SUPPLIED MATERIAL:
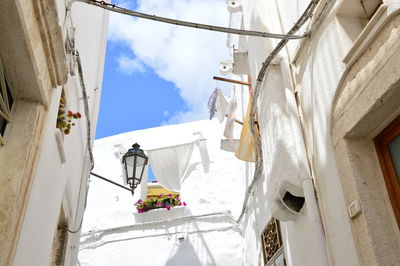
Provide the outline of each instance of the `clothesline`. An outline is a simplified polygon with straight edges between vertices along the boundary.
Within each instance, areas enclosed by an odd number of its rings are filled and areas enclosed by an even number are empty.
[[[168,149],[168,148],[172,148],[172,147],[179,147],[179,146],[184,146],[184,145],[187,145],[190,143],[195,143],[196,141],[206,141],[206,140],[207,139],[198,139],[198,140],[193,140],[193,141],[189,141],[189,142],[185,142],[185,143],[181,143],[181,144],[164,146],[164,147],[160,147],[160,148],[144,149],[144,151],[156,151],[156,150]]]

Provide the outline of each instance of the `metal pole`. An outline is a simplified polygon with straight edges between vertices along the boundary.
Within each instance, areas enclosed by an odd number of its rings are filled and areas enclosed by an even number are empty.
[[[132,193],[132,191],[131,191],[129,188],[124,187],[123,185],[120,185],[120,184],[118,184],[118,183],[116,183],[116,182],[114,182],[114,181],[111,181],[110,179],[107,179],[107,178],[105,178],[105,177],[102,177],[101,175],[95,174],[95,173],[93,173],[93,172],[90,172],[90,174],[93,175],[93,176],[95,176],[95,177],[97,177],[97,178],[103,179],[104,181],[109,182],[109,183],[111,183],[111,184],[113,184],[113,185],[116,185],[116,186],[118,186],[118,187],[120,187],[120,188],[126,189],[126,190],[128,190],[129,192]]]
[[[214,76],[213,79],[251,87],[250,82],[244,82],[244,81],[234,80],[234,79],[226,79],[226,78],[221,78],[221,77],[217,77],[217,76]]]

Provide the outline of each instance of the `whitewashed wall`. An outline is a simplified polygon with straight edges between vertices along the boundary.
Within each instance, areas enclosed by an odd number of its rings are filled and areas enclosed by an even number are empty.
[[[59,24],[64,38],[71,26],[65,20],[65,1],[57,1]],[[88,91],[92,141],[94,139],[99,97],[102,84],[108,14],[95,7],[74,4],[72,21],[76,27],[76,48],[81,55],[84,80]],[[56,119],[58,113],[61,87],[55,88],[52,95],[48,120],[44,127],[44,143],[33,177],[32,190],[26,209],[20,239],[17,246],[14,264],[48,265],[57,229],[61,205],[66,212],[68,226],[71,230],[79,228],[83,211],[83,200],[80,198],[85,190],[88,178],[89,161],[86,154],[86,123],[81,100],[81,88],[77,76],[69,76],[65,86],[68,109],[79,111],[82,119],[76,122],[71,134],[64,136],[62,152],[66,162],[61,161],[60,149],[57,146]],[[82,193],[80,191],[83,190]],[[78,237],[77,237],[78,236]],[[76,265],[79,232],[68,235],[65,265]]]
[[[242,207],[244,176],[249,169],[233,153],[220,150],[223,127],[217,120],[205,120],[96,140],[94,172],[118,183],[122,183],[122,172],[114,145],[129,148],[138,142],[144,150],[153,149],[190,142],[198,138],[193,133],[201,132],[207,150],[202,158],[195,146],[182,183],[181,197],[187,206],[171,211],[138,214],[133,205],[138,196],[132,198],[129,191],[92,177],[79,252],[81,265],[242,265],[242,237],[234,220]],[[240,129],[236,125],[236,136]],[[175,219],[224,211],[234,218]],[[175,220],[163,222],[165,219]],[[177,240],[180,236],[185,239],[182,243]]]
[[[269,32],[288,32],[304,11],[309,1],[245,1],[245,29],[263,29]],[[280,12],[280,15],[278,15]],[[338,31],[331,14],[311,39],[310,50],[296,63],[296,84],[299,90],[306,126],[306,144],[316,178],[318,199],[323,214],[328,251],[332,265],[358,265],[354,240],[346,213],[346,206],[335,165],[330,140],[330,109],[339,78],[344,70],[342,59],[349,40]],[[303,27],[305,28],[306,25]],[[304,32],[304,29],[299,33]],[[251,76],[256,77],[263,60],[277,44],[276,40],[243,37],[248,44]],[[273,63],[280,58],[292,60],[299,41],[290,41]],[[282,180],[296,183],[295,149],[287,127],[285,97],[280,66],[272,67],[264,79],[259,98],[259,119],[263,141],[264,170],[266,178],[258,181],[252,211],[244,234],[245,265],[256,265],[261,259],[260,234],[271,217],[271,195],[276,193]],[[297,180],[299,183],[299,180]],[[270,202],[270,204],[265,204]],[[316,265],[309,237],[307,206],[294,221],[282,222],[285,254],[289,265]],[[247,248],[247,249],[246,249]]]

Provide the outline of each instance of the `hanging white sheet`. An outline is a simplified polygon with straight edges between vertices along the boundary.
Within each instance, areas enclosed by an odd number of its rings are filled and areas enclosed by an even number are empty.
[[[226,117],[225,130],[224,130],[224,136],[229,140],[233,139],[233,128],[235,126],[236,107],[237,107],[236,89],[235,87],[233,87],[233,95],[231,103],[229,105]]]
[[[188,168],[194,142],[147,151],[149,163],[160,185],[179,192]]]
[[[225,115],[228,112],[229,102],[220,89],[218,89],[217,102],[215,105],[217,109],[217,118],[220,123],[224,121]]]

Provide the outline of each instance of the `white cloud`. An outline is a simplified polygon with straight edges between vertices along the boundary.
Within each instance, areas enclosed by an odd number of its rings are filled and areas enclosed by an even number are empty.
[[[136,58],[132,59],[125,55],[118,58],[118,70],[125,74],[132,74],[134,72],[145,72],[144,65]]]
[[[225,0],[139,0],[137,10],[180,20],[226,26],[229,13]],[[219,62],[229,58],[226,34],[178,27],[120,14],[110,16],[110,40],[128,46],[136,58],[121,56],[125,73],[146,67],[173,82],[189,107],[166,123],[207,117],[206,104],[215,87]]]

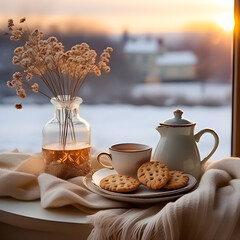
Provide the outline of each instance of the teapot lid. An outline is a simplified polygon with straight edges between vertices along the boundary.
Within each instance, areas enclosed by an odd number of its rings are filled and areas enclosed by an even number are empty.
[[[191,126],[195,125],[196,123],[191,122],[187,119],[182,118],[183,111],[181,109],[176,109],[174,112],[174,117],[167,119],[164,122],[161,122],[161,125],[174,125],[174,126]]]

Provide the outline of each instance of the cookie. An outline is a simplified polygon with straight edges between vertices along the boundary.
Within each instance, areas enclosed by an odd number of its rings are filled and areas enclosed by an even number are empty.
[[[162,188],[169,180],[168,167],[158,161],[146,162],[137,171],[138,180],[151,189]]]
[[[113,174],[100,181],[100,187],[113,192],[131,192],[136,190],[140,182],[130,176]]]
[[[169,171],[169,181],[164,186],[165,189],[177,189],[187,185],[189,177],[181,171]]]

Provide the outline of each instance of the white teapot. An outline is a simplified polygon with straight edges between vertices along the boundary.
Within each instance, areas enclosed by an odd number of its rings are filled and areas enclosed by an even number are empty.
[[[174,111],[174,117],[161,122],[156,128],[161,138],[153,154],[153,160],[165,163],[170,170],[179,170],[199,179],[203,165],[216,151],[219,138],[212,129],[203,129],[194,134],[196,123],[182,118],[183,111]],[[210,153],[200,159],[197,143],[204,133],[214,137]]]

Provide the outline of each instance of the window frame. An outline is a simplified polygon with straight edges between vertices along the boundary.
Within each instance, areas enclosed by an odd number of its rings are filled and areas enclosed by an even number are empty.
[[[234,19],[231,155],[240,157],[240,0],[234,1]]]

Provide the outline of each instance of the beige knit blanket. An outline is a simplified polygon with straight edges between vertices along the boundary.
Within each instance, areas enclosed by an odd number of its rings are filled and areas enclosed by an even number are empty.
[[[96,153],[96,152],[95,152]],[[93,151],[94,154],[94,151]],[[99,166],[92,158],[92,164]],[[41,199],[43,208],[73,205],[89,215],[89,240],[240,239],[240,159],[210,163],[198,188],[174,202],[136,208],[89,191],[82,177],[61,180],[43,173],[40,156],[0,153],[0,196]]]

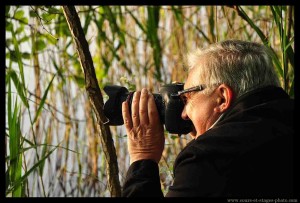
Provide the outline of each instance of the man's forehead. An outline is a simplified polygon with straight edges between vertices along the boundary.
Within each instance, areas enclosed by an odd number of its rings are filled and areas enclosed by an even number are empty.
[[[194,86],[195,84],[193,83],[195,83],[197,79],[199,79],[197,68],[193,68],[189,71],[188,77],[184,84],[184,89]]]

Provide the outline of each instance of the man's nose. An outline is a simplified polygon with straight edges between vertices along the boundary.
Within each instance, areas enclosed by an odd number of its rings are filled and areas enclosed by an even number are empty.
[[[189,120],[189,117],[188,117],[188,115],[186,114],[185,106],[183,107],[183,110],[182,110],[182,112],[181,112],[181,118],[182,118],[183,120]]]

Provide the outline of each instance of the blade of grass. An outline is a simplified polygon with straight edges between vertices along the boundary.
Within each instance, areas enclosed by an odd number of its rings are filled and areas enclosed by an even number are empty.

DO THIS: Give again the lines from the line that contains "Provide the outline of each instance of the beige" through the last line of the material above, exactly and with both ends included. Omit the pictures.

EXPECTED OUTPUT:
Provide the outline of each instance of the beige knit blanket. An outline is a simplified polygon with straight edges between vertices along the boundary.
Within each instance, areas enclosed by an odd number of its rings are filled and areas enclosed by an even number are empty.
[[[96,153],[96,152],[95,152]],[[93,151],[94,154],[94,151]],[[99,166],[92,158],[92,164]],[[41,199],[43,208],[73,205],[89,215],[89,240],[240,239],[240,159],[210,163],[198,188],[174,202],[136,208],[89,191],[82,177],[61,180],[43,173],[40,156],[0,153],[0,196]]]

Provide the outline of each instance of the man's forehead. An outline is a simplified polygon with straight edges between vertices along the boundary.
Within each instance, areas enclosed by an odd number of its rings are filled and areas enclosed by an even number are empty.
[[[194,86],[195,84],[193,83],[195,83],[197,79],[199,79],[197,68],[193,68],[189,71],[188,77],[184,84],[184,89]]]

Provide the outline of each instance of the man's nose. An outline is a simplified polygon with straight edges between vertices along the boundary.
Within each instance, areas enclosed by an odd number of its rings are filled and areas enclosed by an even number are empty.
[[[189,120],[189,117],[188,117],[188,115],[186,114],[185,106],[183,107],[183,110],[182,110],[182,112],[181,112],[181,118],[182,118],[183,120]]]

Provide the outline of each instance of the blade of grass. An outline is a simplified polygon with straight edges between vertices along the boundary.
Within each instance, areas enclosed by an odd number of its rings are filled and areas enclosed by an even number are empty.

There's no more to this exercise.